## Task goal
Echo everything from the start of the records down to the line containing "pixel 259 275", both ends included, and leave the pictures out of your answer.

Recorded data
##############################
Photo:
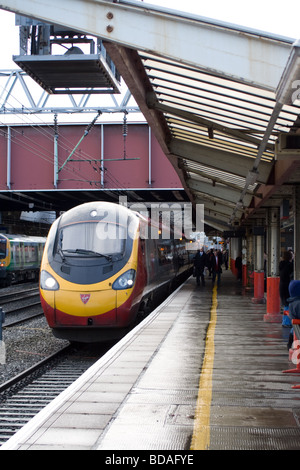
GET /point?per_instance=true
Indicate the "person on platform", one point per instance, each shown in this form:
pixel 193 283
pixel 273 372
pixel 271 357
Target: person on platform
pixel 294 306
pixel 239 267
pixel 217 261
pixel 200 262
pixel 285 274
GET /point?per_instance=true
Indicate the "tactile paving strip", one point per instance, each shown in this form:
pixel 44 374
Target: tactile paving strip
pixel 254 438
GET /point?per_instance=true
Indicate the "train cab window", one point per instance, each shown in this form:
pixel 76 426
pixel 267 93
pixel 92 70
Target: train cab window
pixel 91 238
pixel 165 255
pixel 2 248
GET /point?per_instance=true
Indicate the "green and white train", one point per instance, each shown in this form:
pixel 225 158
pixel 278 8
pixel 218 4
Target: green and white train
pixel 20 258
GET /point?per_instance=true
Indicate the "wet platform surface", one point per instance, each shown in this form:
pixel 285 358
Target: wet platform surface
pixel 203 371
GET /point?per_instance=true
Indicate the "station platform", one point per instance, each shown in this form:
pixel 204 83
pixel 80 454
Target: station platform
pixel 204 371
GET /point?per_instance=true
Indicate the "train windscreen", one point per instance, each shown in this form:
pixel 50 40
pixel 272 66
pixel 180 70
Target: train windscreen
pixel 92 239
pixel 2 248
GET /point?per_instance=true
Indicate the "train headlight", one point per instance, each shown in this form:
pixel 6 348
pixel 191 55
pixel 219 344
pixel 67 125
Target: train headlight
pixel 48 282
pixel 125 281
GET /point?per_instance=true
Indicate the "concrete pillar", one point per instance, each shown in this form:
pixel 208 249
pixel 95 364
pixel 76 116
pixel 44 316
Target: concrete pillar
pixel 273 252
pixel 259 275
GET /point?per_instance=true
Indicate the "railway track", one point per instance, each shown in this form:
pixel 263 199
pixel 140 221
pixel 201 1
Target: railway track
pixel 20 305
pixel 25 395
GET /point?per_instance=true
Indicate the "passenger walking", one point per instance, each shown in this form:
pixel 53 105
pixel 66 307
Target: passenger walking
pixel 294 307
pixel 239 267
pixel 200 262
pixel 217 262
pixel 294 300
pixel 285 274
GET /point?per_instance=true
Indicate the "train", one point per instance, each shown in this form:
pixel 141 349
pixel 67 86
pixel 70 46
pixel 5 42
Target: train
pixel 20 258
pixel 100 268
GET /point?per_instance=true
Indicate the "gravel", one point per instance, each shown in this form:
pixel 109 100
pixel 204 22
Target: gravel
pixel 25 345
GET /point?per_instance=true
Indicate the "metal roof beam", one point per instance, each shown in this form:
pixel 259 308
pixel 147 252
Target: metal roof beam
pixel 222 192
pixel 243 136
pixel 213 158
pixel 242 55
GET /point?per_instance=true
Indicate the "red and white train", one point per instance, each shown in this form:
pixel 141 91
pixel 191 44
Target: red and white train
pixel 100 266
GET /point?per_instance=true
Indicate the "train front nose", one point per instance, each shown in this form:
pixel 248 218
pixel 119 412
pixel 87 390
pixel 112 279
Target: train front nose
pixel 85 307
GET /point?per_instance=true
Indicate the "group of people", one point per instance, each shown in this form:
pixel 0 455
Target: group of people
pixel 212 260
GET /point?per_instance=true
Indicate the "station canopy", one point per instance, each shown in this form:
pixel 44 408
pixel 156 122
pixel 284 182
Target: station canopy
pixel 221 99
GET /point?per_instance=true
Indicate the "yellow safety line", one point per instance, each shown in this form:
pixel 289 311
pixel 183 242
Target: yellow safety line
pixel 201 434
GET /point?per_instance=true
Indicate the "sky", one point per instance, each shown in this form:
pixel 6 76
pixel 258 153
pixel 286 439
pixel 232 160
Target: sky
pixel 278 17
pixel 282 18
pixel 274 16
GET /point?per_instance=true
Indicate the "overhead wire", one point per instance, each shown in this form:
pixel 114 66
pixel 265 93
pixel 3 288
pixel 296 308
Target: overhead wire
pixel 84 156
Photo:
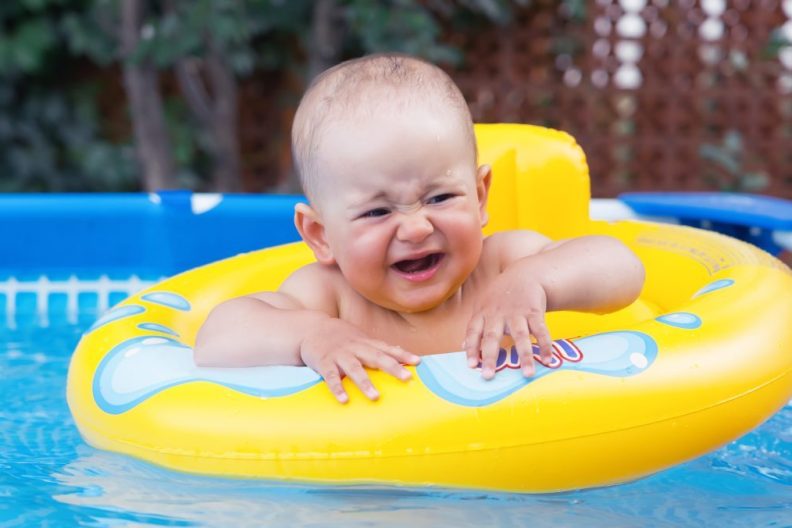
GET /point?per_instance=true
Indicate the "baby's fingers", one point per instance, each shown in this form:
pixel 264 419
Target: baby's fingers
pixel 490 346
pixel 521 335
pixel 473 341
pixel 539 331
pixel 354 369
pixel 332 378
pixel 387 358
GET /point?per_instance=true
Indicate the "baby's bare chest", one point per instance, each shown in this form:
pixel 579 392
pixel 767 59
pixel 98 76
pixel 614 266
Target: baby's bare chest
pixel 420 335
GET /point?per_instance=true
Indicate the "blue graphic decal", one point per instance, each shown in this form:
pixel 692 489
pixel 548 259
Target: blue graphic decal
pixel 117 313
pixel 685 320
pixel 158 328
pixel 619 354
pixel 711 287
pixel 171 300
pixel 141 367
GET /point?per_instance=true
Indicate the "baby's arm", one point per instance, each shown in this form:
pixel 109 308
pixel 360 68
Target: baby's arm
pixel 277 328
pixel 592 273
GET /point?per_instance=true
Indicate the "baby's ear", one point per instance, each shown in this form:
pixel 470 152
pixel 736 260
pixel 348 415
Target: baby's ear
pixel 312 231
pixel 483 181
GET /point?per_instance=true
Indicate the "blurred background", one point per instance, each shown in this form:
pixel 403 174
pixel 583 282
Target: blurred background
pixel 140 95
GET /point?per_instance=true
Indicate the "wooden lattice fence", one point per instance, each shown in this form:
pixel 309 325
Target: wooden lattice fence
pixel 661 94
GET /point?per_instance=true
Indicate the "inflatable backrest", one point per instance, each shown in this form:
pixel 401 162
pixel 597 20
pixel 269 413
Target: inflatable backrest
pixel 540 179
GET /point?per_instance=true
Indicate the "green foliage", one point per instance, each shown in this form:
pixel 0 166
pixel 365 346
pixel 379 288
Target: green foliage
pixel 409 26
pixel 50 131
pixel 52 53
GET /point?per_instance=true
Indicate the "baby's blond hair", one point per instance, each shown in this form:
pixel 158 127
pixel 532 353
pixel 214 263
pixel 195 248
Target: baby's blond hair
pixel 356 87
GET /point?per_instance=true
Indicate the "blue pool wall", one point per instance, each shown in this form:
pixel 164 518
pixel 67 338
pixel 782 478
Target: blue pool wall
pixel 146 235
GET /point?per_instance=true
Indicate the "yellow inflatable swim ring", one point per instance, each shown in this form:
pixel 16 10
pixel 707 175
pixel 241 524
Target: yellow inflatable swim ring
pixel 702 357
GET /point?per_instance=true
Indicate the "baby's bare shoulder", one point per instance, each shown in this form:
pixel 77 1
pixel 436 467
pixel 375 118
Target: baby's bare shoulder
pixel 505 247
pixel 313 287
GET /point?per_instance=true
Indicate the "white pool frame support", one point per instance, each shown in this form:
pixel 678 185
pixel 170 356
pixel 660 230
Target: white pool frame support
pixel 43 287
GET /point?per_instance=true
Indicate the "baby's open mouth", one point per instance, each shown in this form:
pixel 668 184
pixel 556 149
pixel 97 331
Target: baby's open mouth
pixel 420 264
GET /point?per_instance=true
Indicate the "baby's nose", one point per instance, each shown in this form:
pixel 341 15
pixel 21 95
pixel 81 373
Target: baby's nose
pixel 414 227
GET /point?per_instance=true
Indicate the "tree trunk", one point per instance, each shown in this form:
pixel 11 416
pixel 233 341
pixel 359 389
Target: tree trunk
pixel 327 35
pixel 148 118
pixel 216 113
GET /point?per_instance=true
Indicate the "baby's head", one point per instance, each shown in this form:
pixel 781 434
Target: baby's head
pixel 354 91
pixel 386 154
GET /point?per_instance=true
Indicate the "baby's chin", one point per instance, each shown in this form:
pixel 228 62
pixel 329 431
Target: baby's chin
pixel 415 305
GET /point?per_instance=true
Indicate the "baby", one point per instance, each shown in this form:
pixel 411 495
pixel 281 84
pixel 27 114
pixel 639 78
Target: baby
pixel 386 154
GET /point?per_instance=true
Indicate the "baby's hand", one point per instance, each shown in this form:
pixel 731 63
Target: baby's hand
pixel 510 309
pixel 336 348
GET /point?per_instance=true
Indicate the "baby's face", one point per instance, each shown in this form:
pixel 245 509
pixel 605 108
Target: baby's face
pixel 403 205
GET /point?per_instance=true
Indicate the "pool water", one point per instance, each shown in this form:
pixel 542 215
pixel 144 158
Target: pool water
pixel 50 477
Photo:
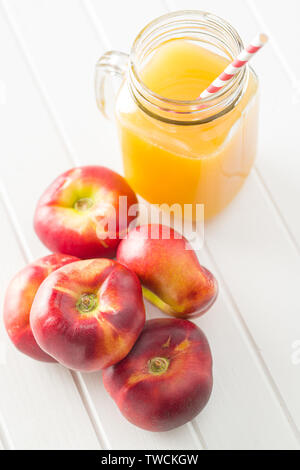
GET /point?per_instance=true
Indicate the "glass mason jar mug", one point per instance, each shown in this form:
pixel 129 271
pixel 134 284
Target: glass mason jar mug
pixel 178 149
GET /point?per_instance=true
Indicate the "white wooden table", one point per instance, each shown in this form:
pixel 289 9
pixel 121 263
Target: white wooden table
pixel 49 122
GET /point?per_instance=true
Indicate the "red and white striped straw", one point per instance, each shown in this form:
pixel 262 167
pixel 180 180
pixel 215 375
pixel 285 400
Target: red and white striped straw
pixel 242 59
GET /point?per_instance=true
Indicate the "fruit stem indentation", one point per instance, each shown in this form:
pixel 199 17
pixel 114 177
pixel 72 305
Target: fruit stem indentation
pixel 83 204
pixel 158 365
pixel 86 303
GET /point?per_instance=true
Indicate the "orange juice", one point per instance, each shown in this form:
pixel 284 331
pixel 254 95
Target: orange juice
pixel 170 162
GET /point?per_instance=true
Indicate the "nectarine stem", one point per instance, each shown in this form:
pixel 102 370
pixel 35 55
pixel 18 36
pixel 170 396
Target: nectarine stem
pixel 83 204
pixel 158 365
pixel 87 303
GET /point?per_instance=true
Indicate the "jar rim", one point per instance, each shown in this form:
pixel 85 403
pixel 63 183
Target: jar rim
pixel 185 107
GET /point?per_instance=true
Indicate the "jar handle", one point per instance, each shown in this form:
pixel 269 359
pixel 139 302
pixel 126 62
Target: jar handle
pixel 112 64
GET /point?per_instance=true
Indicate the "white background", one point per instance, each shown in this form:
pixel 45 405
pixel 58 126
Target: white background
pixel 49 122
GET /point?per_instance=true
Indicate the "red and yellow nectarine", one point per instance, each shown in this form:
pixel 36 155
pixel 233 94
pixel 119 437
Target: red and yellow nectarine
pixel 166 379
pixel 169 270
pixel 88 315
pixel 79 213
pixel 19 298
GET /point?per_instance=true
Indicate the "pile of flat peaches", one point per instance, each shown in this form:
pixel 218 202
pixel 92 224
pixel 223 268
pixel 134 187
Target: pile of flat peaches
pixel 82 306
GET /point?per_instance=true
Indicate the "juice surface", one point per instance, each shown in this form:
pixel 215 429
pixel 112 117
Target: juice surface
pixel 201 163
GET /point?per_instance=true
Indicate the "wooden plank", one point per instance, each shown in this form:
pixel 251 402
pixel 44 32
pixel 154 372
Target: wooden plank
pixel 241 436
pixel 40 406
pixel 120 22
pixel 237 394
pixel 251 231
pixel 282 24
pixel 38 138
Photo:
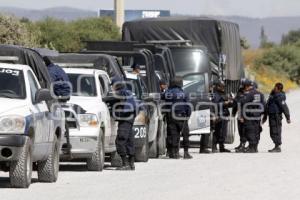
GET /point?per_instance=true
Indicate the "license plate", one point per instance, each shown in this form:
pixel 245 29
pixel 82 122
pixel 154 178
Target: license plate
pixel 139 132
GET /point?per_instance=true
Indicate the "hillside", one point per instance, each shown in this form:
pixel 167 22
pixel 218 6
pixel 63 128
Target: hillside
pixel 275 27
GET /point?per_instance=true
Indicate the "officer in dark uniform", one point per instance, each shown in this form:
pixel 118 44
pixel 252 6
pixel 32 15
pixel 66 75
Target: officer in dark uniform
pixel 253 105
pixel 237 111
pixel 221 114
pixel 124 111
pixel 136 69
pixel 276 105
pixel 177 118
pixel 62 90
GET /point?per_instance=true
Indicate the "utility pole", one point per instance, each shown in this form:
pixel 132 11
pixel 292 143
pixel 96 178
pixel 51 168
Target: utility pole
pixel 119 13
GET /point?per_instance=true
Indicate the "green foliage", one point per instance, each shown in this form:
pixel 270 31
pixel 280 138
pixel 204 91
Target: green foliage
##############################
## Solution to the problem
Photo:
GET /point?per_instance=true
Indicate the "person on platform", one point per instance, each shown in this form:
pixel 193 283
pixel 273 372
pixel 271 357
Target: person on platform
pixel 294 306
pixel 239 267
pixel 217 261
pixel 200 262
pixel 285 274
GET /point?per_instance=true
Indicate the "tactile paving strip", one point per instance, each shown in this form:
pixel 44 374
Target: tactile paving strip
pixel 254 438
GET /point?per_instance=true
Indicate the "train cab window", one point per instance, each shown in this form:
pixel 76 426
pixel 267 93
pixel 92 70
Target: train cab window
pixel 91 238
pixel 165 255
pixel 2 248
GET /point?per_instance=true
Indicate the "green and white train", one point per instance, each shown in this form:
pixel 225 158
pixel 278 8
pixel 218 4
Target: green and white train
pixel 20 258
GET /point?per_instance=true
Indicate the "wet platform surface", one point per instance, each shown in this form:
pixel 285 358
Target: wet platform surface
pixel 203 371
GET /point?per_instance=true
Indicate the "station platform", one point per instance, each shown in this form:
pixel 204 83
pixel 80 454
Target: station platform
pixel 204 371
GET /point?per_instance=true
Indicate the "train windscreen", one point per instance, each shown in this form:
pixel 50 40
pixel 272 66
pixel 180 70
Target: train windscreen
pixel 92 239
pixel 2 248
GET /point?per_instance=true
Indicate the "train headlight", one point per instance, each shown in this form:
pixel 6 348
pixel 191 55
pixel 219 344
pixel 67 125
Target: train headlight
pixel 48 282
pixel 125 281
GET /point?per_instance=true
Indicate the "concrete pillar", one point per instance, each shown in this form:
pixel 208 249
pixel 95 364
pixel 76 116
pixel 44 316
Target: concrete pillar
pixel 273 252
pixel 259 275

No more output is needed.